START SUPPLIED RECORDS

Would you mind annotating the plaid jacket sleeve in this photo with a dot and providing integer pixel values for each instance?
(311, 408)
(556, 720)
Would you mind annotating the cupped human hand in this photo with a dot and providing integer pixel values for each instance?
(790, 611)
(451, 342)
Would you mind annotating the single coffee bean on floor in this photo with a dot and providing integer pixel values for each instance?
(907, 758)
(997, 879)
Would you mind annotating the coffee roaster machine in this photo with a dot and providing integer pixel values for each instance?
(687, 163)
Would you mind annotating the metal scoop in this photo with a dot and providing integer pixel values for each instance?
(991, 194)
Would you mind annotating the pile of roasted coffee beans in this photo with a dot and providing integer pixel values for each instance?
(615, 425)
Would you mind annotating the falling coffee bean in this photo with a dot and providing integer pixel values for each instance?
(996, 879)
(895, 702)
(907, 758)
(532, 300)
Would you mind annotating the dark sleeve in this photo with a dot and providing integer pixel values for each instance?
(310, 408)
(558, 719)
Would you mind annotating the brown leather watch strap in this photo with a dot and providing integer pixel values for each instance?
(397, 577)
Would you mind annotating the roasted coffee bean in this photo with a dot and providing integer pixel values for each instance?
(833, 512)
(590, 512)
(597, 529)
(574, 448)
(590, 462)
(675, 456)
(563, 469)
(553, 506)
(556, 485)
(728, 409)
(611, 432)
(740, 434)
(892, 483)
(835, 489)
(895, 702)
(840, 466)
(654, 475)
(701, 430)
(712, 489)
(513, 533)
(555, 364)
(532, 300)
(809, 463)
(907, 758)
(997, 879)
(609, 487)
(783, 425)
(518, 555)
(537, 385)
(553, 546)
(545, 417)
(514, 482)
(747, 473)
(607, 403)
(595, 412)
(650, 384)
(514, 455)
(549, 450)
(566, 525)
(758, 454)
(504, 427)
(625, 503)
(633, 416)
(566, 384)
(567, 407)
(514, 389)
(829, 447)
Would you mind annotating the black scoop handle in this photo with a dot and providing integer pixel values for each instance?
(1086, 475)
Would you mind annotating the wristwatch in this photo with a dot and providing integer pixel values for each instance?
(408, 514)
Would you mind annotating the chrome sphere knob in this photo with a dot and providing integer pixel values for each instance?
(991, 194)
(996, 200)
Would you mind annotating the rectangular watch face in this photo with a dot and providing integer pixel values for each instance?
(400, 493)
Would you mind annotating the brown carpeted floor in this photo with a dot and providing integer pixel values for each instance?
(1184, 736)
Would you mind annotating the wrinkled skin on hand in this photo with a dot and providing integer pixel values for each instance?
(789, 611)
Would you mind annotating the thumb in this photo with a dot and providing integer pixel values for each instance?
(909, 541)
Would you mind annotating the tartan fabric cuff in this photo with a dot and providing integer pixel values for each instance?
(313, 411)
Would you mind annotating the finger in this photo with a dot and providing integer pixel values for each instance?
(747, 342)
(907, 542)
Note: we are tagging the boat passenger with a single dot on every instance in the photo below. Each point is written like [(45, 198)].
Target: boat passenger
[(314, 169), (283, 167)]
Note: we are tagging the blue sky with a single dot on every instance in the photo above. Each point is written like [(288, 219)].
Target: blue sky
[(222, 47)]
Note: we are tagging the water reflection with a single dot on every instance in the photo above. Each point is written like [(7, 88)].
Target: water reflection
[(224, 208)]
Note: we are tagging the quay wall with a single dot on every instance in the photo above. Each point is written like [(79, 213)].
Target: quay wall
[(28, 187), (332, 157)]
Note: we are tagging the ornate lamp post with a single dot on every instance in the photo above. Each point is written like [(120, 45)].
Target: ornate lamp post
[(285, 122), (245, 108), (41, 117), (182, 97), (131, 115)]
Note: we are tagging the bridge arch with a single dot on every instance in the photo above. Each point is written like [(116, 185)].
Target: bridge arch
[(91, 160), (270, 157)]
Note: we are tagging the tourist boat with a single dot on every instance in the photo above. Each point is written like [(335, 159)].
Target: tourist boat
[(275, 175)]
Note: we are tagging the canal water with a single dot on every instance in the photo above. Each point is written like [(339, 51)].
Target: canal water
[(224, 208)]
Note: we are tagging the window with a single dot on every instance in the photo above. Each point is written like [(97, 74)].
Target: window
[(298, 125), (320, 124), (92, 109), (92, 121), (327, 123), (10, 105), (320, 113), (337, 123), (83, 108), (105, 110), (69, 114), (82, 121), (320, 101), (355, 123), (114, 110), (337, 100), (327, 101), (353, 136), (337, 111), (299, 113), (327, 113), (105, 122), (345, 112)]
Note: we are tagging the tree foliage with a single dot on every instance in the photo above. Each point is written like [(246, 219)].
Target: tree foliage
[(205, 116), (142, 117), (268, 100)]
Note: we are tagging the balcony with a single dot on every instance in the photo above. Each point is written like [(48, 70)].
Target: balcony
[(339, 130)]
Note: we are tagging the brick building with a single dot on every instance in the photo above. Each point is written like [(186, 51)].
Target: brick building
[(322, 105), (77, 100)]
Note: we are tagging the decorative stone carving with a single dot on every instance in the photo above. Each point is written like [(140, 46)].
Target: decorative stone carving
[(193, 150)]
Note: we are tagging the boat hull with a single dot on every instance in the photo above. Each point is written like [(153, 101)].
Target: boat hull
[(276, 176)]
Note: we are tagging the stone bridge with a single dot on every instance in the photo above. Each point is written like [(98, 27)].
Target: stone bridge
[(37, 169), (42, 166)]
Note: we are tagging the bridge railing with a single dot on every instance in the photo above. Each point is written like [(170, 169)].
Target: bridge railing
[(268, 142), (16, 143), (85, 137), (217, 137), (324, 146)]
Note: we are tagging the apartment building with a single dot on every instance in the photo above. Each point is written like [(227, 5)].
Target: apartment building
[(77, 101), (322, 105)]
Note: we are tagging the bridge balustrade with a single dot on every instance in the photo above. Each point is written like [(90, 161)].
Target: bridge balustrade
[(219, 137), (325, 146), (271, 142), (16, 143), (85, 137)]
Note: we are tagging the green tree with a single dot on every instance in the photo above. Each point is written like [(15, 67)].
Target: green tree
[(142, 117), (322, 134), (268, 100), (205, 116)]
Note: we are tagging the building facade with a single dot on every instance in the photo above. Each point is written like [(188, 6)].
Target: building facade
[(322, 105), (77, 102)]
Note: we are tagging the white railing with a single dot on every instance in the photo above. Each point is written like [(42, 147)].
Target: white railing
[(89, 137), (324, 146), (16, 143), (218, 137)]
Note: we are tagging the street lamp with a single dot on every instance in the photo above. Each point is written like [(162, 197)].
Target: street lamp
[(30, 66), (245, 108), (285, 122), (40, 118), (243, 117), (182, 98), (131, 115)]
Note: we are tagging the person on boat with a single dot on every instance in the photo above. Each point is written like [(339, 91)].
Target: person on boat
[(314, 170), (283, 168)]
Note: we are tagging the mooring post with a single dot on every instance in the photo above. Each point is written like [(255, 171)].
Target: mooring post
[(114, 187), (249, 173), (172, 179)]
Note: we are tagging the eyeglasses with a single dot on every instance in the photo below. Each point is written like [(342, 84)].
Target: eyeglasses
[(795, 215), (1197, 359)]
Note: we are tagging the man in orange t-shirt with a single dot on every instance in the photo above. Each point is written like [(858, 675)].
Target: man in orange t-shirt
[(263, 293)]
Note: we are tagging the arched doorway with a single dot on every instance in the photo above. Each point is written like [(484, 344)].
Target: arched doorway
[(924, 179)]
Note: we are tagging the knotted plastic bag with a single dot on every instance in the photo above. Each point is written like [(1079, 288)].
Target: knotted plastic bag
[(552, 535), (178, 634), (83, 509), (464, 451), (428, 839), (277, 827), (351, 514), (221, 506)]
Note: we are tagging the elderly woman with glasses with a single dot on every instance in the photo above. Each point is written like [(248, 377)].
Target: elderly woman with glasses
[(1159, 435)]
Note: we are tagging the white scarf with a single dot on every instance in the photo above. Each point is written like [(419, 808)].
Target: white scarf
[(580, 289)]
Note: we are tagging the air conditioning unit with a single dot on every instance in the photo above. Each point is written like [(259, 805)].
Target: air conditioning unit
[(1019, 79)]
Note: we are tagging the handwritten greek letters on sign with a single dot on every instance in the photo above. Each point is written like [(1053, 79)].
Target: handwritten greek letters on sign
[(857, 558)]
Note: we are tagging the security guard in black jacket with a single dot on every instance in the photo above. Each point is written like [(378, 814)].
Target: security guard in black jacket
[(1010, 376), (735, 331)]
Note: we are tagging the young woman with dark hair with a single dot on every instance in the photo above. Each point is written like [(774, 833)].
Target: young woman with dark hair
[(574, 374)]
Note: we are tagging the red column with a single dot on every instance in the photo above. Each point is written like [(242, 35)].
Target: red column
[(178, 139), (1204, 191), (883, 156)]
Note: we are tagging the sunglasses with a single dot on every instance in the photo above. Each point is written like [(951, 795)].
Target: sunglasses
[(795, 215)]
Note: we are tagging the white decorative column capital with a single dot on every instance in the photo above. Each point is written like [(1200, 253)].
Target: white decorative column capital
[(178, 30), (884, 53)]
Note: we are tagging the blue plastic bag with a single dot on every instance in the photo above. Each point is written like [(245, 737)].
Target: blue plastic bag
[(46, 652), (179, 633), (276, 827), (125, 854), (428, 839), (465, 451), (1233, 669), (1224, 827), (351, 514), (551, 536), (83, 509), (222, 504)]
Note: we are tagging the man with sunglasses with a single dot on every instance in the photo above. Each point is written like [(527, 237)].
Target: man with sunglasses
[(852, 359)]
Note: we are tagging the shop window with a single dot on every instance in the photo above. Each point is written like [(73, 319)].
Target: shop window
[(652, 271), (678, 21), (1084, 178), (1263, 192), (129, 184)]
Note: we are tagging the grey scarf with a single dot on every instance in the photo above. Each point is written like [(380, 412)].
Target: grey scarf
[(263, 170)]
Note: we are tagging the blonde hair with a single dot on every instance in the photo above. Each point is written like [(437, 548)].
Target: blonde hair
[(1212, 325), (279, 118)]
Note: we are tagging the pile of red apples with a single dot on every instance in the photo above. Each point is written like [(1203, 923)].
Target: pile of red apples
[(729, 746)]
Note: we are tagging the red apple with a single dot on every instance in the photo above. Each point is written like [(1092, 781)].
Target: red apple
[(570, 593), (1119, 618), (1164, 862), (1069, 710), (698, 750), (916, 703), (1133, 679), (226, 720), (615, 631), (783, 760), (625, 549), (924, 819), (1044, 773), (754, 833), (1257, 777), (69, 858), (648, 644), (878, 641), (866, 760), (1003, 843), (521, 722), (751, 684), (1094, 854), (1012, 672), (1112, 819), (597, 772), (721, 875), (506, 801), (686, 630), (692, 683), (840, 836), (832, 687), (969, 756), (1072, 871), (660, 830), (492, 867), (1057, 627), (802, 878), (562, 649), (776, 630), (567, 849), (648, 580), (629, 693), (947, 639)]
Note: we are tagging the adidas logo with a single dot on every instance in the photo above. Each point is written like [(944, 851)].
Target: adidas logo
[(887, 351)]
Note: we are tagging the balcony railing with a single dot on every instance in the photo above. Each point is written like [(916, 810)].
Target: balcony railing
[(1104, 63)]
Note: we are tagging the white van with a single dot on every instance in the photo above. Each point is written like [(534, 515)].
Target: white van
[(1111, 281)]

END SUPPLIED RECORDS

Wherever a line above includes the string "below", count it; give only the final tally.

2